| SUPPLIED MATERIAL |
---

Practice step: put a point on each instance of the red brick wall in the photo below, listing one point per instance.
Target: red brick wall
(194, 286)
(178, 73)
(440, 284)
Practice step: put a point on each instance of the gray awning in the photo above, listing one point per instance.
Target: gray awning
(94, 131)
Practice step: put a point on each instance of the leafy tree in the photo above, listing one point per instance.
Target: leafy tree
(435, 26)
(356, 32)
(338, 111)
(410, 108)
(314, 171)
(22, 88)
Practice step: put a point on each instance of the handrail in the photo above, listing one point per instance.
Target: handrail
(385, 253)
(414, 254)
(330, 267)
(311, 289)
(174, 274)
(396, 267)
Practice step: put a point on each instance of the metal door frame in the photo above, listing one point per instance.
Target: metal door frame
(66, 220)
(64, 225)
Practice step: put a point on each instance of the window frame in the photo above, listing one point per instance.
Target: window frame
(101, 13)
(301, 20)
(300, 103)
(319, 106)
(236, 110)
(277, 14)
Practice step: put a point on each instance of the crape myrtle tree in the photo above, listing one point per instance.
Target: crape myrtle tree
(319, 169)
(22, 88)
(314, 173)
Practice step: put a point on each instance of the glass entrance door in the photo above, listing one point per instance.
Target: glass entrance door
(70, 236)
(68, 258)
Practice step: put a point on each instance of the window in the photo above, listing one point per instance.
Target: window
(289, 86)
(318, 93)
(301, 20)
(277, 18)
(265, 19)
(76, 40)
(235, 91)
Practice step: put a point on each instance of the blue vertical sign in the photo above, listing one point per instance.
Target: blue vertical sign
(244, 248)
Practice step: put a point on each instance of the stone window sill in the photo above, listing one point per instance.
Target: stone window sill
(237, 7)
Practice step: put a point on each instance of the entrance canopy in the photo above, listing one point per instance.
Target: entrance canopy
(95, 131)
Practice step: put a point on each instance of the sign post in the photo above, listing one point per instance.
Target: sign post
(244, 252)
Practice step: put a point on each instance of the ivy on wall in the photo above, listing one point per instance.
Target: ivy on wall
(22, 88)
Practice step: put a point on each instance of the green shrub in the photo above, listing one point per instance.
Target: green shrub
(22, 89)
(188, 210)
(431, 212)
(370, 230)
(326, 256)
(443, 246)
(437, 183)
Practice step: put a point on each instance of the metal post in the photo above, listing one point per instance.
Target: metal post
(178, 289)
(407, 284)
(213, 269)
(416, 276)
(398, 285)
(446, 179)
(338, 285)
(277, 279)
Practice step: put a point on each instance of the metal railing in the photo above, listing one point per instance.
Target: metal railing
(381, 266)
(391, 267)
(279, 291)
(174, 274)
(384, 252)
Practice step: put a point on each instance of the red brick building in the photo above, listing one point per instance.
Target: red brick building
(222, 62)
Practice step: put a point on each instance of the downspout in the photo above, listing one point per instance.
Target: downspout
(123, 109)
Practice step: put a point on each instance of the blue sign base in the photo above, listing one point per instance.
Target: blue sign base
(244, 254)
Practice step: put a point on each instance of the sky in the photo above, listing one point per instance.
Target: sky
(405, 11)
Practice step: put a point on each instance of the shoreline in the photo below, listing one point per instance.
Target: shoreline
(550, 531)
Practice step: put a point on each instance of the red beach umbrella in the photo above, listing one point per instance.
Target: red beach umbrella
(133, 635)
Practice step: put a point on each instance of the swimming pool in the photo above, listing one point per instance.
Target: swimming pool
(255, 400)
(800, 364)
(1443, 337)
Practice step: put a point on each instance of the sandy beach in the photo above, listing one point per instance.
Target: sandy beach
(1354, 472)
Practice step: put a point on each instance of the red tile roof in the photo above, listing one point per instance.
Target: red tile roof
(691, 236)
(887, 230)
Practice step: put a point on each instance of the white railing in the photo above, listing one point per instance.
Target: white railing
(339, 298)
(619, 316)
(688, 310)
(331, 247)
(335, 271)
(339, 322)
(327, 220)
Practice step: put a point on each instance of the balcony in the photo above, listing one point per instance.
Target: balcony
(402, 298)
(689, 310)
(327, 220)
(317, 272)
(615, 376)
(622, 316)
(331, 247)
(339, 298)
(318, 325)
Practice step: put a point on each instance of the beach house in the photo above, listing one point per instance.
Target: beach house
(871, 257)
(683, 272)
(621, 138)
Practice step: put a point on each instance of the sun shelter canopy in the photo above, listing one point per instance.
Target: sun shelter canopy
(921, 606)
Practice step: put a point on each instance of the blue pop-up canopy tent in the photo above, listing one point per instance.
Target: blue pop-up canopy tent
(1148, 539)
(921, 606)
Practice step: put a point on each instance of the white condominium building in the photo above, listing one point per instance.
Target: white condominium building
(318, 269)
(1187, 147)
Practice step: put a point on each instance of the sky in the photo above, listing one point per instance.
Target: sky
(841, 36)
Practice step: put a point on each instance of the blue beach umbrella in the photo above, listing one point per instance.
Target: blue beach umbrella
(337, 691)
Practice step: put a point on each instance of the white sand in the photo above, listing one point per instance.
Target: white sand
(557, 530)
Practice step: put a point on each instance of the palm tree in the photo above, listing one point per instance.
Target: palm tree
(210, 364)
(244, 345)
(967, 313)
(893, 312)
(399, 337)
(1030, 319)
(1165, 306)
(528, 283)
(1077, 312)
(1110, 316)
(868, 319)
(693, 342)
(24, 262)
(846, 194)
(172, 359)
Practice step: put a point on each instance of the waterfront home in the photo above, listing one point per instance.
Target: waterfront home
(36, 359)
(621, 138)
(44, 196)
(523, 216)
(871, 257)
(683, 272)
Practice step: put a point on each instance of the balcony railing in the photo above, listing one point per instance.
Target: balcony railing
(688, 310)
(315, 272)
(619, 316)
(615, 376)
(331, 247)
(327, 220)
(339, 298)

---

| TASK BRIEF |
Copy the full listing above word for word, keeping every line unchanged.

| EXERCISE RESULT |
Practice step: put a point on each instance of the red brick wall in the photo below, listing one point per instance.
Target: red brick wall
(194, 286)
(178, 73)
(440, 284)
Practice step: put a point on each instance of the gray awning in the photo above, listing one point per instance.
Target: gray awning
(94, 131)
Practice step: put a point on each instance of the leafy tree in the photo above, listing one point per instance.
Target: leafy tree
(435, 26)
(356, 32)
(338, 111)
(410, 108)
(314, 171)
(22, 88)
Practice step: put a point on each instance of the handrail in the photo above, listing one point per instance.
Target: handrail
(385, 253)
(414, 254)
(330, 267)
(311, 289)
(174, 274)
(396, 267)
Practice step: put a point on each instance of the metal door frame in the photo above, listing one point per instance.
Target: metal door frame
(66, 220)
(64, 225)
Practice step: put a point on each instance of the window frame in the photo above, listing one point per instance.
Target: window frame
(101, 13)
(301, 20)
(300, 103)
(319, 106)
(236, 110)
(277, 14)
Practice step: put a point on each instance of the crape myrtle tree in the photo above, listing one point per instance.
Target: crape myrtle tree
(319, 169)
(22, 88)
(314, 173)
Practice step: put a point on each instance of the glass entrance door in the photo above, listing one point per instance.
Target: glass entrance door
(70, 236)
(68, 258)
Practice step: put a point on each instance of the window in the photo above, listing one point per instance.
Target: window
(289, 86)
(318, 93)
(301, 20)
(277, 18)
(265, 19)
(76, 40)
(235, 91)
Practice step: put a point on each instance of the blue vertical sign in the photo above, listing one point per instance.
Target: blue vertical sign
(244, 248)
Practice step: put a point on each instance of the stone window sill in the photo above, listing one point per instance.
Target: stone window sill
(237, 7)
Practice step: put a point on each instance of the entrance canopy in the photo above, listing one point per instance.
Target: entrance canopy
(95, 131)
Practice step: put a point on each instance of the sign post in the photo above, listing one point per instance.
Target: sign post
(244, 252)
Practice step: put a point on each instance of the ivy on wall in the photo above, listing one point per instance.
Target: ivy on wall
(22, 88)
Practice step: put a point on each instance of the green shrub in the photo above, listing one point per instance.
Target: green shrub
(22, 89)
(188, 210)
(431, 212)
(370, 230)
(326, 256)
(443, 246)
(437, 183)
Practice step: put a point on each instance of the metal post in the photo above, listing one point per instance.
Target: metal post
(178, 289)
(407, 284)
(213, 269)
(416, 276)
(398, 285)
(446, 179)
(338, 285)
(277, 279)
Practice step: put a point on each instance of the metal railing in the photo above, listing one point per instance.
Target: metal railing
(381, 266)
(391, 267)
(279, 291)
(174, 274)
(384, 252)
Practice step: put a point on each instance of the red brick building in the photo above, listing one point per instance.
Target: red brick building
(222, 62)
Practice step: put a point on each instance of the downspout in the photo above, listing one point per instance.
Target: downspout
(123, 109)
Practice step: put a point on each instance of the blue sign base in the photo above, listing one point per instance.
Target: blue sign base
(244, 254)
Practice step: put a point on each instance of the sky in the photo above, listing one point per instance.
Target: sky
(405, 11)
Practice step: put a point on each instance of the shoreline in the photo below, listing one point per instance.
Target: shoreline
(550, 531)
Practice step: put a point on each instance of the red beach umbrella in the photo above, listing one point per instance.
Target: red beach umbrella
(133, 635)
Practice step: put a point on each instance of the swimming pool in the photo above, listing one point per instance.
Target: swimming pool
(255, 400)
(800, 364)
(1443, 337)
Practice step: put a point on each instance of the sandy beach in the photo above, listing one point per instance.
Target: sandy beach
(1354, 472)
Practice step: put a point on each instance of the red tile roof in the photo above, listing one point per instance.
Target: red tile roof
(691, 236)
(887, 230)
Practice step: put a point on each instance of the white railing in the photo above, listing one point per instance.
Target: white railing
(339, 298)
(619, 316)
(688, 310)
(331, 247)
(335, 271)
(339, 322)
(327, 220)
Practice step: put a point on each instance of the balcony in the photo above, listing one point per instance.
Target: balcony
(402, 298)
(689, 310)
(327, 220)
(317, 272)
(615, 376)
(622, 316)
(331, 247)
(339, 298)
(318, 325)
Practice step: put a point on each instance of the beach house in the photo above, listing one point per instance.
Target: beach house
(871, 257)
(683, 272)
(621, 138)
Practice step: put a point on each instance of the sun shelter canopy in the photo above, listing one point per instance.
Target: sun shelter canopy
(921, 606)
Practice step: put a point on each instance of the blue pop-up canopy tent in the photo above, listing one point per instance.
Target: blue pop-up canopy tent
(1148, 539)
(921, 606)
Practice step: put a point on each instance of the white condominium building in the photo above, listing one point per instance.
Target: white condominium building
(318, 269)
(1187, 147)
Practice step: put a point on each instance of the sky in the photo above, listing one point per instance.
Target: sky
(841, 36)
Practice step: put a point on each instance of the blue beach umbrella in the photo above, listing one point per instance.
Target: blue beach umbrella
(337, 691)
Practice step: put a point on each instance of the white sand in the photo above, listing one point per instance.
Target: white sand
(557, 530)
Practice step: put a point on each instance of the palm tree in the photo above, listing one point per instance.
Target: palm tree
(210, 364)
(244, 345)
(967, 313)
(893, 312)
(399, 337)
(1030, 319)
(1165, 306)
(528, 283)
(1077, 312)
(1110, 316)
(868, 319)
(693, 342)
(24, 262)
(846, 194)
(172, 359)
Practice step: put a point on each instance of the waterfront home in the photo above, listing one point per instance.
Target: waterfront home
(36, 359)
(621, 138)
(44, 196)
(523, 216)
(871, 257)
(683, 272)
Practice step: put a point on each instance of the balcony railing in the photo above, listing one point per instance.
Target: balcony railing
(688, 310)
(315, 272)
(619, 316)
(615, 376)
(331, 247)
(327, 220)
(339, 298)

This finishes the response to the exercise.